__Exercise directions__
Please count the lines in the items below that contain the string "cloud", treating uppercase and lowercase letters as different. Reply with the number alone.

++++++

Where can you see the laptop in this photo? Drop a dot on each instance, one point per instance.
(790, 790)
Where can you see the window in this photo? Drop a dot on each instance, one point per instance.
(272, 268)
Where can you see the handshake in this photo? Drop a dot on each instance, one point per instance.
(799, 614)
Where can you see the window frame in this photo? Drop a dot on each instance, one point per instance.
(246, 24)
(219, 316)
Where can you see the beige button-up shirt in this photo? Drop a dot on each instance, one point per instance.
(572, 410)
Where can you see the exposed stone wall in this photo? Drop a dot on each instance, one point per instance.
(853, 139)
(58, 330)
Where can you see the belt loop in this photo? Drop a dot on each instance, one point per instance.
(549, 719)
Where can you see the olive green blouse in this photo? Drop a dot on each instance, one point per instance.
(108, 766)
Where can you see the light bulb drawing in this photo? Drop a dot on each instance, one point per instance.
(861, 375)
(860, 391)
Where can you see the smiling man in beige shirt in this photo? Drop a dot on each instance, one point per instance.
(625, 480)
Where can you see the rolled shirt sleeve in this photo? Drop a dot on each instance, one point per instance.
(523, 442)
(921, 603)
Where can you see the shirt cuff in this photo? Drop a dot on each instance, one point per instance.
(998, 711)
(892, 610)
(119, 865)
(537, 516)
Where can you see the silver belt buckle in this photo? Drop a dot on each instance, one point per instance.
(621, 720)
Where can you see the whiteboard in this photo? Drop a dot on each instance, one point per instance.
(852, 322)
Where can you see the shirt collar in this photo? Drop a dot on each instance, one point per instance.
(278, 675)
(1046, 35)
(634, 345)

++++++

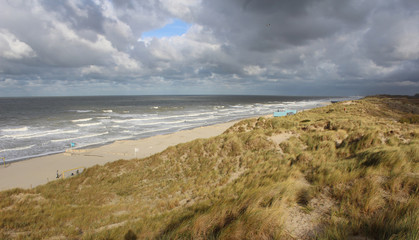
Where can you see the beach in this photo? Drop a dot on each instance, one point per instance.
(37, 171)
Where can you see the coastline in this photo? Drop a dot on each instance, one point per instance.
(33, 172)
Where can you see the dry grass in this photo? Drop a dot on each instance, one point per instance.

++++++

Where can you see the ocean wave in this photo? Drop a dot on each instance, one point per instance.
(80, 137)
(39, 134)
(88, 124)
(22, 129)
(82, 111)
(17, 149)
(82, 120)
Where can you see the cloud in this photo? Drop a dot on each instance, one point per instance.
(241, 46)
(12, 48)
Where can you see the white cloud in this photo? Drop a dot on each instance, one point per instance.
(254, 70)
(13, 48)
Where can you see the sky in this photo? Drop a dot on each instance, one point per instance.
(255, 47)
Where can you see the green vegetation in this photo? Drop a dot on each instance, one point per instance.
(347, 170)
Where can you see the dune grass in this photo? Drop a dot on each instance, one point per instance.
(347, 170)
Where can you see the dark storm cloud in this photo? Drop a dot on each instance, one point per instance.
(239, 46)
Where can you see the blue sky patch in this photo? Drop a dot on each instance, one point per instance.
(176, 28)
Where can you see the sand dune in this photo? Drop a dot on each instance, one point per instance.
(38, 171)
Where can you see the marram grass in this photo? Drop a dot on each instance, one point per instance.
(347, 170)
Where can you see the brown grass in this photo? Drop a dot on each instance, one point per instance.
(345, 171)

++++++

__Exercise response__
3